### Короткая задача 1:
Воспроизведите без изменений строки листинга, начиная со строки с "Find the ear; set one dot on each instance." и заканчивая строкой с "[(450, 214), (160, 256)]" включительно.

### Документ:
====

Анна Григорьевна открыла наконец глаза. Было около семи утра, 28 января 81-го года. Федор Михайлович не спит — смотрит на нее спокойным своим взглядом, который так любила у мужа, в редкие минуты его внутреннего гармонического, почти торжественного состояния. Но в эти-то мгновения — она знала — и глядит на мир истинный Достоевский, глядит уже как будто сквозь настоящее — в какое-то ведомое лишь ему одному грядущее, глядит и видит, и радуется его душа. Впервые после этих страшных последних двух суток и она несколько успокоилась, поверила — муж еще будет жить, а освидетельствовавший вчера вечером больного знаменитый профессор Дмитрий Иванович Кошлаков нашел состояние Федора Михайловича значительно улучшившимся и уверил, что теперь через неделю-другую он совершенно поправится. Сейчас же необходимо как можно больше спать — дать организму, во всю жизнь, кажется, не ведавшему покоя, отдохнуть. Решилась наконец придремнуть в креслах рядом с диваном мужа и сама Анна Григорьевна. Встретившись теперь с покойным взглядом Федора Михайловича, она и вовсе успокоилась сразу, спросила:

— Ну, как ты себя чувствуешь, дорогой мой?

— Знаешь, Аня, — сказал он тихо, — я уже часа три как не сплю и все думаю, и вот теперь осознал ясно — я сегодня... умру.

====

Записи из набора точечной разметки
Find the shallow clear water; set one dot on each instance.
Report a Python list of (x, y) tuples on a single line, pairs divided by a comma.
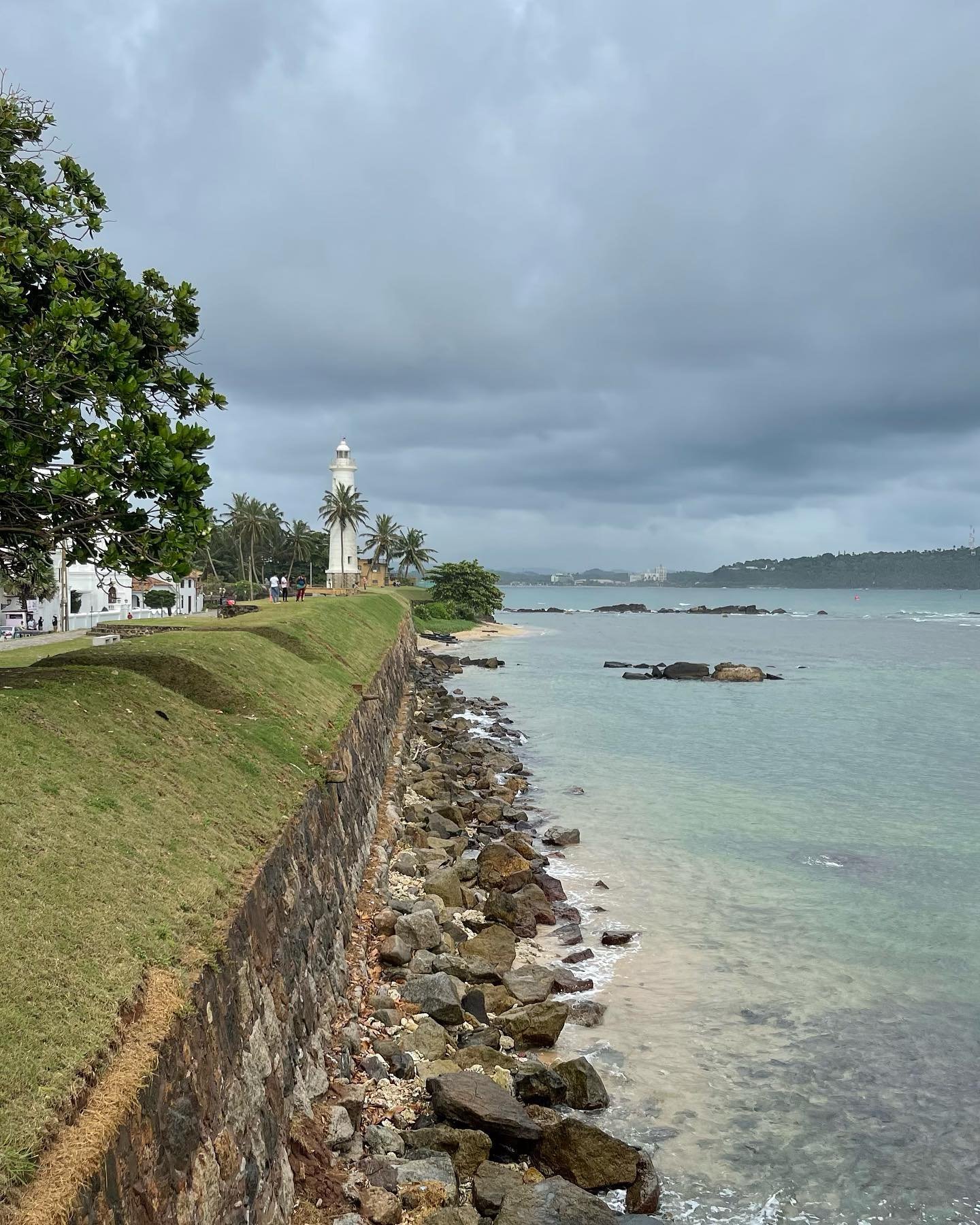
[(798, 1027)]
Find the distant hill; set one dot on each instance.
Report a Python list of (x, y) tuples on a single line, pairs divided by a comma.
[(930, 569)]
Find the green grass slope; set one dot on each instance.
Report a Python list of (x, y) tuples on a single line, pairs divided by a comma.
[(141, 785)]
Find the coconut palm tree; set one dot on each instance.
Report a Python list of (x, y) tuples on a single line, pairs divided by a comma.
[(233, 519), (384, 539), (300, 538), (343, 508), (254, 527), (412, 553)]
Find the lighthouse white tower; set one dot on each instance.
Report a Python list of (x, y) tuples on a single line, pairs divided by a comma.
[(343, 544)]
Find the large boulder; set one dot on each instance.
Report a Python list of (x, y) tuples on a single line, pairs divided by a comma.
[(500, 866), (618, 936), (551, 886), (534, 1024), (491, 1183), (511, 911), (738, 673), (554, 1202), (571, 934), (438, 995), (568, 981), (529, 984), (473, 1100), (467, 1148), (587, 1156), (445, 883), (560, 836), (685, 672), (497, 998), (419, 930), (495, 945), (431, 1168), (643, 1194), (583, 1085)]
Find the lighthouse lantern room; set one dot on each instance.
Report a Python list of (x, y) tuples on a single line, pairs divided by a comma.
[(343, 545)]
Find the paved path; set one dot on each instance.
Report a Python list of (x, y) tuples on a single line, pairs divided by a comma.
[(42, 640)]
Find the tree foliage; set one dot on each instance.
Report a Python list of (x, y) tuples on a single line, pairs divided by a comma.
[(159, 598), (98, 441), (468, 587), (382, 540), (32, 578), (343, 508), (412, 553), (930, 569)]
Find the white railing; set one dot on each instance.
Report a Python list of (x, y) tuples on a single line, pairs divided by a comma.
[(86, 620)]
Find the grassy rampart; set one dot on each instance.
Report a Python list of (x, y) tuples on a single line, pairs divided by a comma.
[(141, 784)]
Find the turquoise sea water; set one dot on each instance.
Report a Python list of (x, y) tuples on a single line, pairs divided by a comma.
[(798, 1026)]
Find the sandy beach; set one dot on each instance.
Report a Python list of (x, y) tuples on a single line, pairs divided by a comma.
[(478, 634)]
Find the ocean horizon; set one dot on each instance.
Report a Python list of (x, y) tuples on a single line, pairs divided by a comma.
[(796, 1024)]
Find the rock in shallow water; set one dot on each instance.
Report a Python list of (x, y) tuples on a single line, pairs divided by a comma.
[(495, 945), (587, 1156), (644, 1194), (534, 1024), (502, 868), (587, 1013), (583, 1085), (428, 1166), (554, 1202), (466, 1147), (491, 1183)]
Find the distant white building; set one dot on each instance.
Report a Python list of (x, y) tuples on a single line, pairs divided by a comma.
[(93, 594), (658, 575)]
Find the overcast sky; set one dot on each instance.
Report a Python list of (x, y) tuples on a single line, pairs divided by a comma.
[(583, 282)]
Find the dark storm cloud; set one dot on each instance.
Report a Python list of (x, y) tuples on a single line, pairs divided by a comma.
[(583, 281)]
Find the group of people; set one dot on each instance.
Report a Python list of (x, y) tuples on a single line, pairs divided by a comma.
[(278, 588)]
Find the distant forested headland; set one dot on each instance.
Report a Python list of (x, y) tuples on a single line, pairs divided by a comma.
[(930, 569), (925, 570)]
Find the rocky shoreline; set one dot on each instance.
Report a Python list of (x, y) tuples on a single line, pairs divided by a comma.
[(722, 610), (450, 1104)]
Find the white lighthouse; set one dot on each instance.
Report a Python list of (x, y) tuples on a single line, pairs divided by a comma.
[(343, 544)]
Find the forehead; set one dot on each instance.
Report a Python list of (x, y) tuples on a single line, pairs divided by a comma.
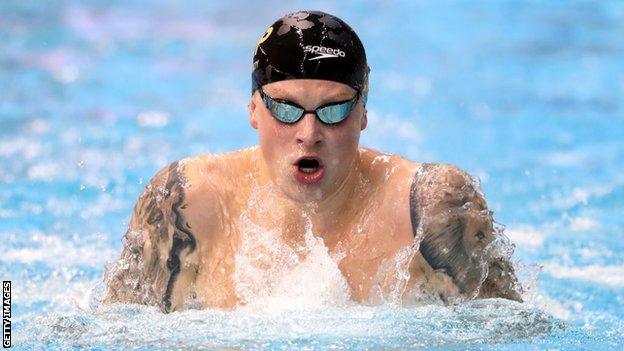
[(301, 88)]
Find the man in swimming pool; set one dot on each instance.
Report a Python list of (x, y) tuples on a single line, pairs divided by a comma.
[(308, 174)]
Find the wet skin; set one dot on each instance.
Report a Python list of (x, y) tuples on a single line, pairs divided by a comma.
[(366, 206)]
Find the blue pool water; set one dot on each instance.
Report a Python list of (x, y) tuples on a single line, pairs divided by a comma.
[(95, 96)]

====

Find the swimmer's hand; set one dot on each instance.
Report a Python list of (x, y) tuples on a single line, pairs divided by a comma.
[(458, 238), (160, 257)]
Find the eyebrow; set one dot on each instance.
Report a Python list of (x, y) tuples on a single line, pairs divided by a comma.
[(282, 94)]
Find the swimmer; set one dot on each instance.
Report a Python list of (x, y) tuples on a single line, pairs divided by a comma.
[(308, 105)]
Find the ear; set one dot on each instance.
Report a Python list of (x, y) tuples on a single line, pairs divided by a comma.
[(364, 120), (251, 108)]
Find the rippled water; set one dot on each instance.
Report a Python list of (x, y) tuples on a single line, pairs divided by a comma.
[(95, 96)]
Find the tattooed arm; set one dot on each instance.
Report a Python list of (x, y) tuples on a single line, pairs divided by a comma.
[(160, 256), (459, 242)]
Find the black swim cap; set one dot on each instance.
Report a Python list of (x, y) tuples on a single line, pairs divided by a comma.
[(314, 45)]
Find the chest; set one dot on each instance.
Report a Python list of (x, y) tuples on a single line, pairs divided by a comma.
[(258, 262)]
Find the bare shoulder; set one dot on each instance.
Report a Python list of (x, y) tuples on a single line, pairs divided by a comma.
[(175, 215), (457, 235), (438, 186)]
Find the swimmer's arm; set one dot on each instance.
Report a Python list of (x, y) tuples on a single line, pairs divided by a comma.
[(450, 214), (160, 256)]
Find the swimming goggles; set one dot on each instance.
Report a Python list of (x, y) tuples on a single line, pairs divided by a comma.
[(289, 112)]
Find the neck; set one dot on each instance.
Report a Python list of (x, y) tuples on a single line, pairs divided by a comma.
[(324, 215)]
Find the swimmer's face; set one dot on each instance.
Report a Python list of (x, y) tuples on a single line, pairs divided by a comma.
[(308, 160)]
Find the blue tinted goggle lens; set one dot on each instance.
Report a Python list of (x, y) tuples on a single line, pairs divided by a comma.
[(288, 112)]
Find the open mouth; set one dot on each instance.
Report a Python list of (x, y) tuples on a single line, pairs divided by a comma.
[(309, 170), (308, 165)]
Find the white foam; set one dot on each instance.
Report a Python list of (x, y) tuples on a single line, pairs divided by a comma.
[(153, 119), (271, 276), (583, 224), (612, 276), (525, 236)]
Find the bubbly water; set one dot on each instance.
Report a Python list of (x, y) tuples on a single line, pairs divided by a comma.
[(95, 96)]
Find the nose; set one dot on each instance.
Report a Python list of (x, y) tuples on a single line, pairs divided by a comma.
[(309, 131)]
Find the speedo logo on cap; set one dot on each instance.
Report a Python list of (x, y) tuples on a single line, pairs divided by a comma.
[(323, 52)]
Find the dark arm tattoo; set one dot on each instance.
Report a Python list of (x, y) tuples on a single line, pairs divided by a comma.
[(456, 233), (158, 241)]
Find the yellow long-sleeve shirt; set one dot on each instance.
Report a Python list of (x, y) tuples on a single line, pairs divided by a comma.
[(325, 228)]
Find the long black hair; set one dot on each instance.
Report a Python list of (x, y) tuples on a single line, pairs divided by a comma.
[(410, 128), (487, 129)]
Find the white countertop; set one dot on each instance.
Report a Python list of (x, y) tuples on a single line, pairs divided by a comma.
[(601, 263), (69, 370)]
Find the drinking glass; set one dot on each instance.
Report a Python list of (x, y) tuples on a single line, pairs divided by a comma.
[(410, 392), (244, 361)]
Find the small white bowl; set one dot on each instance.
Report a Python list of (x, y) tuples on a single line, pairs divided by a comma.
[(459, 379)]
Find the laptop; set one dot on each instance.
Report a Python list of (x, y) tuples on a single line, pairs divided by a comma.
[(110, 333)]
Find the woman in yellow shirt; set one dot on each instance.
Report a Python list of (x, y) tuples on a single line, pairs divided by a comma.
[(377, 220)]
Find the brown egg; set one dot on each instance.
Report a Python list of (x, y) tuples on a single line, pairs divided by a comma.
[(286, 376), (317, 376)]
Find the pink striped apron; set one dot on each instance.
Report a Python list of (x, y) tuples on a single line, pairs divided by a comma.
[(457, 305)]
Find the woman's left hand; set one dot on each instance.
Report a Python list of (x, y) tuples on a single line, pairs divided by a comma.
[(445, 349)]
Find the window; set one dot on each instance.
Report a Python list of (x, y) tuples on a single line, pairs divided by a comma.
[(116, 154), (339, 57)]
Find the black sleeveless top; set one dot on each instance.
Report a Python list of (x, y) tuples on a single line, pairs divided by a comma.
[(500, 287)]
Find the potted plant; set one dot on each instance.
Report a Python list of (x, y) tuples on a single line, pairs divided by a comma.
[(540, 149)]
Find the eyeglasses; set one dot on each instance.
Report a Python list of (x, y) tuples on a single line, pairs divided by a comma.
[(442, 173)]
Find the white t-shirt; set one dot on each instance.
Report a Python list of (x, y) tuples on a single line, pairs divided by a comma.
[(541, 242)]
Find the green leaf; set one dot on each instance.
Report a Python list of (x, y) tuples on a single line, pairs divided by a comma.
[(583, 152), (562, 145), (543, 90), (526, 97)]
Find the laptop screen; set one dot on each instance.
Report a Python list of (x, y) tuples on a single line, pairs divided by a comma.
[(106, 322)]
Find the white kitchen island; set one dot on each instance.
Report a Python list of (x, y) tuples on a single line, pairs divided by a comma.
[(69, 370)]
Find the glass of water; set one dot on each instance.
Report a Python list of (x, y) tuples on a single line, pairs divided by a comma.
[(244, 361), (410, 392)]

====

### Короткая задача 2:
Изложите содержание отрывка о Достоевском в двух предложениях.

### Ответ 1:
Find the ear; set one dot on each instance.
Report a Python list of (x, y) tuples on a single line, pairs divided by a comma.
[(364, 120), (251, 108)]
Find the rippled water; set one dot on each instance.
Report a Python list of (x, y) tuples on a single line, pairs divided by a comma.
[(95, 96)]
Find the tattooed arm; set one dot on each instance.
Report a Python list of (x, y) tuples on a single line, pairs divided by a comma.
[(160, 256), (459, 242)]
Find the black swim cap; set one dot on each instance.
Report a Python list of (x, y) tuples on a single line, pairs divided by a comma.
[(314, 45)]
Find the chest; set one dot on each instance.
Report a Python list of (x, y) tuples on a single line, pairs divided by a comma.
[(258, 262)]
Find the bare shoulder; set one dot on each instance.
Report a Python list of (x, y) tuples on a single line, pairs divided by a comma.
[(175, 215), (457, 235), (438, 186)]
Find the swimmer's arm; set one dot on each instance.
Report a Python list of (x, y) tuples on a single line, pairs divided by a comma.
[(450, 214), (160, 256)]

### Ответ 2:
Около семи утра 28 января Анна Григорьевна проснулась, встретила спокойный взгляд Федора Михайловича и успокоилась. Профессор Кошлаков накануне обещал скорое выздоровление, и она поверила, что муж будет жить, но на ее вопрос о самочувствии он тихо ответил, что уже три часа не спит и ясно осознал, что сегодня умрет.